Segment Start: Provided data

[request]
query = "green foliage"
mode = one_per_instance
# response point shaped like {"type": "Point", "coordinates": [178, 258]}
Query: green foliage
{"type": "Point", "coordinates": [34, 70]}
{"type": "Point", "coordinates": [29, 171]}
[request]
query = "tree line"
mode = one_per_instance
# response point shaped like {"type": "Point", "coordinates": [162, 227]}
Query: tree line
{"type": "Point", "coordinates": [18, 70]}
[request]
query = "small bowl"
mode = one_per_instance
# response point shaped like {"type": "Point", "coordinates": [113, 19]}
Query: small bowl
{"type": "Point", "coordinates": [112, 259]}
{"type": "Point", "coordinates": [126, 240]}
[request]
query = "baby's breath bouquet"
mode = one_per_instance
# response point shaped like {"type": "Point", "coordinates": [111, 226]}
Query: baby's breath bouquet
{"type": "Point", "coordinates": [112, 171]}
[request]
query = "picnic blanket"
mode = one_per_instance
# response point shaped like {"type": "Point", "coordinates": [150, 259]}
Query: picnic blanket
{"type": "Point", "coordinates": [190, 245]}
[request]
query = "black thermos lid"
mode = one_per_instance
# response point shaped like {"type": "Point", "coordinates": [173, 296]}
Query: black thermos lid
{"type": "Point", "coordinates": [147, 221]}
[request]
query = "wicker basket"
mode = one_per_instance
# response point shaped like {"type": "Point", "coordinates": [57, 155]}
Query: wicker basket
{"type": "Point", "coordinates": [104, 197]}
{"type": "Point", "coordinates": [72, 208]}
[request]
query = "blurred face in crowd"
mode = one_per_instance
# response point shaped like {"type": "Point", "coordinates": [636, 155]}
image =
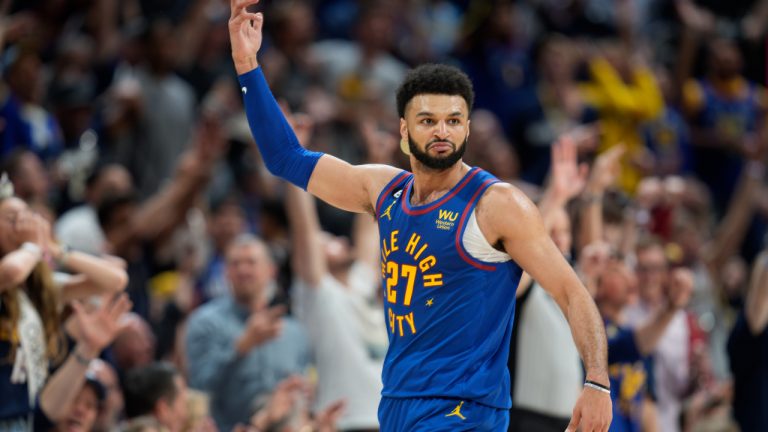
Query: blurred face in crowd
{"type": "Point", "coordinates": [617, 285]}
{"type": "Point", "coordinates": [114, 179]}
{"type": "Point", "coordinates": [161, 47]}
{"type": "Point", "coordinates": [555, 60]}
{"type": "Point", "coordinates": [724, 59]}
{"type": "Point", "coordinates": [652, 273]}
{"type": "Point", "coordinates": [30, 179]}
{"type": "Point", "coordinates": [250, 269]}
{"type": "Point", "coordinates": [24, 78]}
{"type": "Point", "coordinates": [82, 414]}
{"type": "Point", "coordinates": [135, 344]}
{"type": "Point", "coordinates": [113, 402]}
{"type": "Point", "coordinates": [10, 208]}
{"type": "Point", "coordinates": [560, 232]}
{"type": "Point", "coordinates": [437, 129]}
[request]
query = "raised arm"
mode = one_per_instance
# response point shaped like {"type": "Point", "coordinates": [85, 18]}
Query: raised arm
{"type": "Point", "coordinates": [648, 335]}
{"type": "Point", "coordinates": [307, 253]}
{"type": "Point", "coordinates": [756, 309]}
{"type": "Point", "coordinates": [352, 188]}
{"type": "Point", "coordinates": [528, 243]}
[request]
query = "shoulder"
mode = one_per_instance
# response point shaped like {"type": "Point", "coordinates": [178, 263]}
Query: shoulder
{"type": "Point", "coordinates": [505, 211]}
{"type": "Point", "coordinates": [502, 200]}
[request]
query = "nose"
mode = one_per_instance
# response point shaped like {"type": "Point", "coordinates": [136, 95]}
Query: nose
{"type": "Point", "coordinates": [441, 131]}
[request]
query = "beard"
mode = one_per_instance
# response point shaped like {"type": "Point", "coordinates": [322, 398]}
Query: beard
{"type": "Point", "coordinates": [438, 163]}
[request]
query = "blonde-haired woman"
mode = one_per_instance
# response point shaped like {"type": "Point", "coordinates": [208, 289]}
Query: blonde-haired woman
{"type": "Point", "coordinates": [31, 329]}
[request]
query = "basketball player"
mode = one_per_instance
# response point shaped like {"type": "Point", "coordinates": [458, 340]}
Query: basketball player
{"type": "Point", "coordinates": [453, 242]}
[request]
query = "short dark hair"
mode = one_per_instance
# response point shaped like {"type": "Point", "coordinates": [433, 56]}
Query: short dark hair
{"type": "Point", "coordinates": [111, 204]}
{"type": "Point", "coordinates": [144, 386]}
{"type": "Point", "coordinates": [434, 79]}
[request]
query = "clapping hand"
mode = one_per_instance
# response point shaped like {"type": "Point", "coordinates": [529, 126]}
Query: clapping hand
{"type": "Point", "coordinates": [95, 328]}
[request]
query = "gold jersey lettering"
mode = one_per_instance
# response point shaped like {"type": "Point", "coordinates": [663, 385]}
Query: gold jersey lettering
{"type": "Point", "coordinates": [433, 279]}
{"type": "Point", "coordinates": [427, 263]}
{"type": "Point", "coordinates": [393, 240]}
{"type": "Point", "coordinates": [412, 243]}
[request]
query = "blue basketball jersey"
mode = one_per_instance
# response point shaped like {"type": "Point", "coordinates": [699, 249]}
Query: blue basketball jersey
{"type": "Point", "coordinates": [449, 316]}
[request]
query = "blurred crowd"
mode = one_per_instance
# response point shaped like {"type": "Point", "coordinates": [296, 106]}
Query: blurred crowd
{"type": "Point", "coordinates": [155, 277]}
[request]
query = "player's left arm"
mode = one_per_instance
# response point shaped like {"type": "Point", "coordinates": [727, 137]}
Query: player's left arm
{"type": "Point", "coordinates": [509, 219]}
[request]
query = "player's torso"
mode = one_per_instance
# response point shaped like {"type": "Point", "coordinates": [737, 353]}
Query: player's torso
{"type": "Point", "coordinates": [442, 306]}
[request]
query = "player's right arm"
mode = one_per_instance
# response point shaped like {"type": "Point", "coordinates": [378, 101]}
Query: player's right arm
{"type": "Point", "coordinates": [351, 188]}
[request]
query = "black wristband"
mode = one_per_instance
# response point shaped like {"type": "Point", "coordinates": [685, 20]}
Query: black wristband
{"type": "Point", "coordinates": [597, 384]}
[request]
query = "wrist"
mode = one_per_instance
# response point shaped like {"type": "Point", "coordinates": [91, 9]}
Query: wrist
{"type": "Point", "coordinates": [245, 64]}
{"type": "Point", "coordinates": [594, 385]}
{"type": "Point", "coordinates": [33, 249]}
{"type": "Point", "coordinates": [60, 254]}
{"type": "Point", "coordinates": [599, 378]}
{"type": "Point", "coordinates": [84, 354]}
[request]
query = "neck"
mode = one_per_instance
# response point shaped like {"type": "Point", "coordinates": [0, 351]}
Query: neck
{"type": "Point", "coordinates": [341, 275]}
{"type": "Point", "coordinates": [429, 185]}
{"type": "Point", "coordinates": [610, 312]}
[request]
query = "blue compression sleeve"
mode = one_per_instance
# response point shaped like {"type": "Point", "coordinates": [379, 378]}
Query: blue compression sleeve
{"type": "Point", "coordinates": [282, 153]}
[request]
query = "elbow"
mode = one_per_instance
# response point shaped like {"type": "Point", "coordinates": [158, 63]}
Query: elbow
{"type": "Point", "coordinates": [55, 410]}
{"type": "Point", "coordinates": [121, 280]}
{"type": "Point", "coordinates": [12, 274]}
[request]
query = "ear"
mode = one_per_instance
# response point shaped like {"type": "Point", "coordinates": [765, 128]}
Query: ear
{"type": "Point", "coordinates": [162, 411]}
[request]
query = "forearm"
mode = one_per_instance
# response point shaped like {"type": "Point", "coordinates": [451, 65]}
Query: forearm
{"type": "Point", "coordinates": [277, 143]}
{"type": "Point", "coordinates": [102, 275]}
{"type": "Point", "coordinates": [757, 299]}
{"type": "Point", "coordinates": [16, 266]}
{"type": "Point", "coordinates": [589, 334]}
{"type": "Point", "coordinates": [62, 388]}
{"type": "Point", "coordinates": [648, 336]}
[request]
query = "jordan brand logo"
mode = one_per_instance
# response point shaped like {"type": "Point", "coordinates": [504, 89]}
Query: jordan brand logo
{"type": "Point", "coordinates": [457, 412]}
{"type": "Point", "coordinates": [387, 211]}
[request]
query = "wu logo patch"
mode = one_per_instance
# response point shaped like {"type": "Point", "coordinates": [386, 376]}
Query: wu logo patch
{"type": "Point", "coordinates": [446, 219]}
{"type": "Point", "coordinates": [457, 412]}
{"type": "Point", "coordinates": [388, 211]}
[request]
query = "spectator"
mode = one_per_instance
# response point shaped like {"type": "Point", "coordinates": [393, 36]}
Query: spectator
{"type": "Point", "coordinates": [135, 343]}
{"type": "Point", "coordinates": [85, 408]}
{"type": "Point", "coordinates": [156, 392]}
{"type": "Point", "coordinates": [748, 351]}
{"type": "Point", "coordinates": [27, 124]}
{"type": "Point", "coordinates": [111, 408]}
{"type": "Point", "coordinates": [79, 227]}
{"type": "Point", "coordinates": [31, 333]}
{"type": "Point", "coordinates": [674, 359]}
{"type": "Point", "coordinates": [231, 337]}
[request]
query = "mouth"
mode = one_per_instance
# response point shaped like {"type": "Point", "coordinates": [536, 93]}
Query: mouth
{"type": "Point", "coordinates": [440, 146]}
{"type": "Point", "coordinates": [73, 425]}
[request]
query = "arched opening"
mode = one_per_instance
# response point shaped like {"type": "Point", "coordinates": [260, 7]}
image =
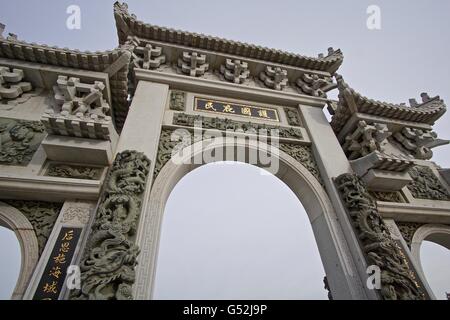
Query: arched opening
{"type": "Point", "coordinates": [23, 231]}
{"type": "Point", "coordinates": [11, 259]}
{"type": "Point", "coordinates": [307, 188]}
{"type": "Point", "coordinates": [430, 248]}
{"type": "Point", "coordinates": [233, 231]}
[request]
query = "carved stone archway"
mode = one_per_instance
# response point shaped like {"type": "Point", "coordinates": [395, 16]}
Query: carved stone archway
{"type": "Point", "coordinates": [436, 233]}
{"type": "Point", "coordinates": [303, 183]}
{"type": "Point", "coordinates": [14, 220]}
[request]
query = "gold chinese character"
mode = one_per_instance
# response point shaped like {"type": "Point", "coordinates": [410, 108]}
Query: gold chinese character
{"type": "Point", "coordinates": [68, 236]}
{"type": "Point", "coordinates": [50, 288]}
{"type": "Point", "coordinates": [55, 272]}
{"type": "Point", "coordinates": [247, 111]}
{"type": "Point", "coordinates": [263, 113]}
{"type": "Point", "coordinates": [60, 258]}
{"type": "Point", "coordinates": [228, 108]}
{"type": "Point", "coordinates": [209, 106]}
{"type": "Point", "coordinates": [65, 246]}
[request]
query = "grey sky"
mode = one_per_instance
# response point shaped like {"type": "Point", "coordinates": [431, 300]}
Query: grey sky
{"type": "Point", "coordinates": [407, 56]}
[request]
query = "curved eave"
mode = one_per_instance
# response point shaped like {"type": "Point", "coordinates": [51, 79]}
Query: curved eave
{"type": "Point", "coordinates": [114, 62]}
{"type": "Point", "coordinates": [351, 102]}
{"type": "Point", "coordinates": [128, 25]}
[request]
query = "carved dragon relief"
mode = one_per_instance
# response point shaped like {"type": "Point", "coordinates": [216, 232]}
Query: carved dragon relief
{"type": "Point", "coordinates": [107, 267]}
{"type": "Point", "coordinates": [42, 216]}
{"type": "Point", "coordinates": [398, 281]}
{"type": "Point", "coordinates": [167, 146]}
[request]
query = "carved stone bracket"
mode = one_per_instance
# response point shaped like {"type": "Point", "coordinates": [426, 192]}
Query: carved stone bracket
{"type": "Point", "coordinates": [418, 142]}
{"type": "Point", "coordinates": [315, 85]}
{"type": "Point", "coordinates": [79, 110]}
{"type": "Point", "coordinates": [19, 140]}
{"type": "Point", "coordinates": [146, 57]}
{"type": "Point", "coordinates": [274, 77]}
{"type": "Point", "coordinates": [177, 100]}
{"type": "Point", "coordinates": [13, 90]}
{"type": "Point", "coordinates": [426, 185]}
{"type": "Point", "coordinates": [235, 70]}
{"type": "Point", "coordinates": [398, 281]}
{"type": "Point", "coordinates": [193, 64]}
{"type": "Point", "coordinates": [42, 216]}
{"type": "Point", "coordinates": [62, 170]}
{"type": "Point", "coordinates": [107, 266]}
{"type": "Point", "coordinates": [393, 196]}
{"type": "Point", "coordinates": [11, 84]}
{"type": "Point", "coordinates": [365, 139]}
{"type": "Point", "coordinates": [383, 172]}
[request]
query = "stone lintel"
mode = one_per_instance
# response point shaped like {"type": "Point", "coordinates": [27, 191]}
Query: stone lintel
{"type": "Point", "coordinates": [229, 90]}
{"type": "Point", "coordinates": [79, 150]}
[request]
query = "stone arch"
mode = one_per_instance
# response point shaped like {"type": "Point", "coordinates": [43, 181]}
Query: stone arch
{"type": "Point", "coordinates": [436, 233]}
{"type": "Point", "coordinates": [16, 221]}
{"type": "Point", "coordinates": [328, 235]}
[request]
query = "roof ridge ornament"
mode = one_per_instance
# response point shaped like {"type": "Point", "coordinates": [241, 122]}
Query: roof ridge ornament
{"type": "Point", "coordinates": [128, 24]}
{"type": "Point", "coordinates": [351, 102]}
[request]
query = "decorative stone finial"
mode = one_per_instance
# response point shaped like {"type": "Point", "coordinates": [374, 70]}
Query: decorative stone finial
{"type": "Point", "coordinates": [193, 64]}
{"type": "Point", "coordinates": [235, 70]}
{"type": "Point", "coordinates": [274, 77]}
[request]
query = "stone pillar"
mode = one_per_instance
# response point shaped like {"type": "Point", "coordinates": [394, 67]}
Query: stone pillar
{"type": "Point", "coordinates": [73, 219]}
{"type": "Point", "coordinates": [332, 162]}
{"type": "Point", "coordinates": [109, 261]}
{"type": "Point", "coordinates": [143, 124]}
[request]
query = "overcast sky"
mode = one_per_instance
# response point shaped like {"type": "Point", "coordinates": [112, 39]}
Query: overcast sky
{"type": "Point", "coordinates": [409, 55]}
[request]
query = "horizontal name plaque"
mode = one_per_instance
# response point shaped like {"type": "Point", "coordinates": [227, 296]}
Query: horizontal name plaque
{"type": "Point", "coordinates": [231, 108]}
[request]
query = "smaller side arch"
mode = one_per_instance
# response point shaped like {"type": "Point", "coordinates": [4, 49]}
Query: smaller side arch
{"type": "Point", "coordinates": [436, 233]}
{"type": "Point", "coordinates": [16, 221]}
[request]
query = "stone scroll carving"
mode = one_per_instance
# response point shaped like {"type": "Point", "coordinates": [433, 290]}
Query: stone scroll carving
{"type": "Point", "coordinates": [304, 155]}
{"type": "Point", "coordinates": [79, 110]}
{"type": "Point", "coordinates": [42, 216]}
{"type": "Point", "coordinates": [426, 185]}
{"type": "Point", "coordinates": [193, 64]}
{"type": "Point", "coordinates": [19, 140]}
{"type": "Point", "coordinates": [107, 267]}
{"type": "Point", "coordinates": [274, 77]}
{"type": "Point", "coordinates": [391, 196]}
{"type": "Point", "coordinates": [398, 281]}
{"type": "Point", "coordinates": [235, 70]}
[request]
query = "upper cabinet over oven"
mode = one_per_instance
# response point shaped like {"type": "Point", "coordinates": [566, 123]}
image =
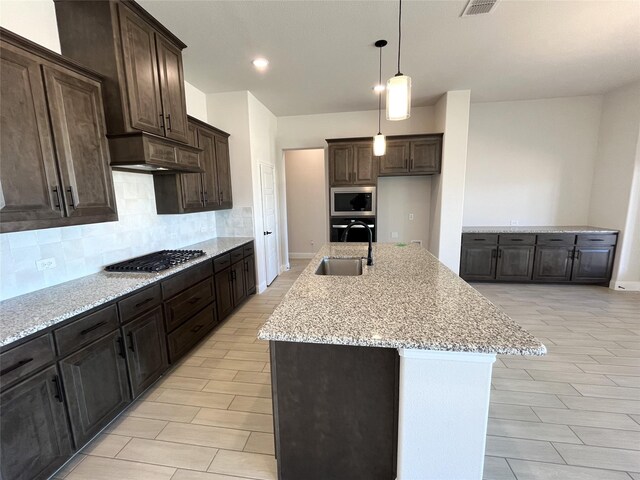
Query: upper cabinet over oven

Segment End: Provided data

What is required: Where a line in the entries holds "upper", copy that line.

Completed task:
query = "upper cabinet over oven"
Query: upper cabinet over oven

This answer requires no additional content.